O que fazer:
Dê continuidade ao texto sobre a cobrança da taxa SATI, começando logo após a última frase apresentada.

Trecho do documento:
****************************************

INCORPORAÇÃO IMOBILIÁRIA Abusividade de cobrança de SATI ao consumidor pelo promitente-vendedor de imóvel

É abusiva a cobrança pelo promitente-vendedor do serviço de assessoria técnico-imobiliária (SATI), ou atividade congênere, vinculado à celebração de promessa de compra e venda de imóvel.

STJ. 2ª Seção. REsp 1.599.511-SP, Rel. Min. Paulo de Tarso Sanseverino, julgado em 24/8/2016 (recurso repetitivo) (Info 589).

Serviço de assessoria técnico-imobiliária (SATI) Alguns contratos de compromisso de compra e venda possuem uma cláusula prevendo que o promitente-comprador deverá pagar um percentual a título de serviço de assessoria técnico-imobiliária (SATI). A justificativa das incorporadoras é a de que este valor é pago para ressarcir os custos que ela tem com a manutenção dos serviços oferecidos no estande de vendas: funcionários para exame dos documentos, análise de crédito, para prestar esclarecimentos técnicos e jurídicos acerca das cláusulas do contrato, das condições do negócio etc. Desse modo, os serviços de assessoria técnico-imobiliária são esses serviços prestados antes do contrato de promessa de compra e venda de imóveis ser assinado e que algumas levam incorporadoras a cobrar dos promitentes-compradores um valor para ressarcir os custos de sua prestação. Esta quantia cobrada é conhecida, na prática imobiliária, como “taxa SATI”. Em geral, este valor corresponde a 0,88% sobre o total do bem. É válida a cobrança da taxa SATI (ou de valor equivalente, mas com outro nome)? NÃO.

****************************************

Informações fornecidas:
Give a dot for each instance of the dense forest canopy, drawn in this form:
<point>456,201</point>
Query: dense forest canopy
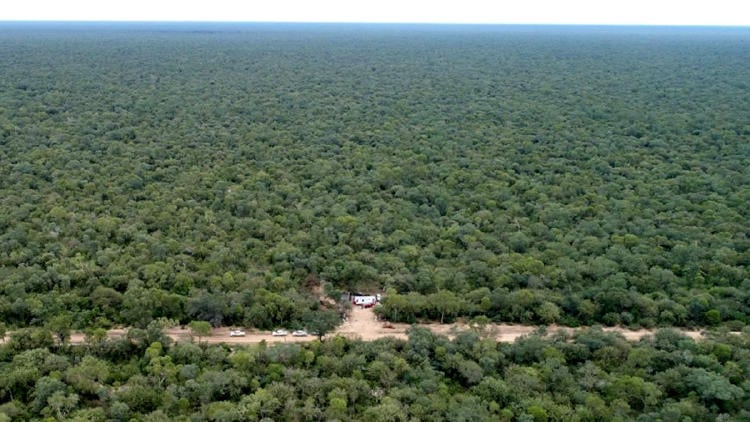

****************************************

Resultado:
É abusiva a cobrança pelo promitente-vendedor do serviço de assessoria técnico-imobiliária (SATI), ou atividade congênere, vinculado à celebração de promessa de compra e venda de imóvel. STJ. 2ª Seção. REsp 1.599.511-SP, Rel. Min. Paulo de Tarso Sanseverino, julgado em 24/8/2016 (recurso repetitivo) (Info 589). Essa atividade de “assessoria” prestada ao consumidor por técnicos vinculados à incorporadora constitui na verdade a prestação de um serviço inerente à celebração do próprio contrato. Trata-se de algo ínsito à celebração do contrato, sendo um dever de informação do fornecedor. Não consiste, portanto, em um serviço autônomo oferecido ao adquirente, como ocorre com a corretagem.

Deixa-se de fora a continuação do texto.